▶ [Task] Reproduce every line of the entries below word for word, but omit the pictures.

A run of entries

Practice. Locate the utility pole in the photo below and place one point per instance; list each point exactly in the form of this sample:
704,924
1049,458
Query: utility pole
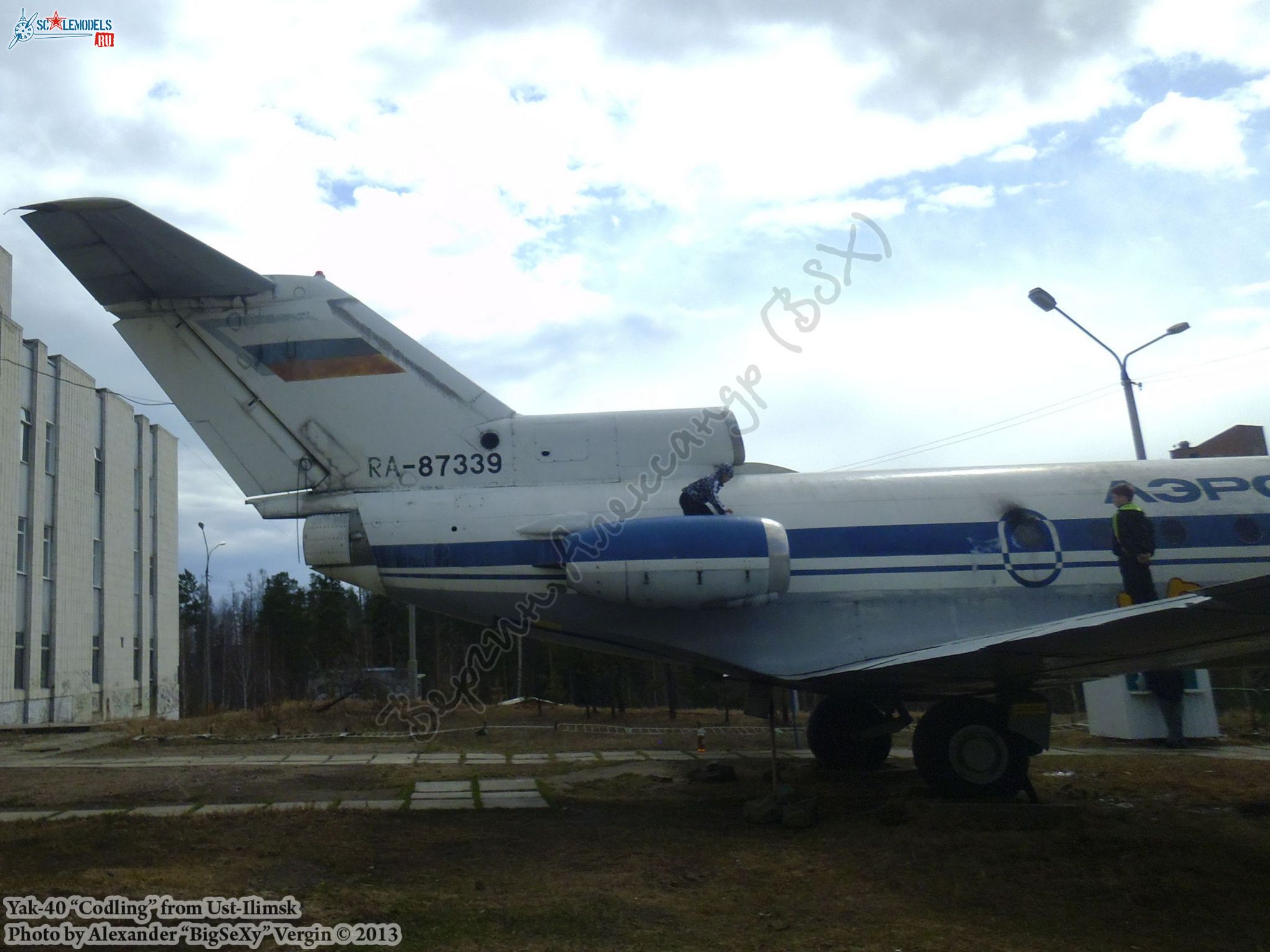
207,621
1046,301
412,667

▶ [Result for this task]
Practice. Locate the utility pole in the photo below and place one point per instance; list each point exactly in the form of this sample:
704,924
1049,458
Query: utility pole
207,621
1046,301
412,667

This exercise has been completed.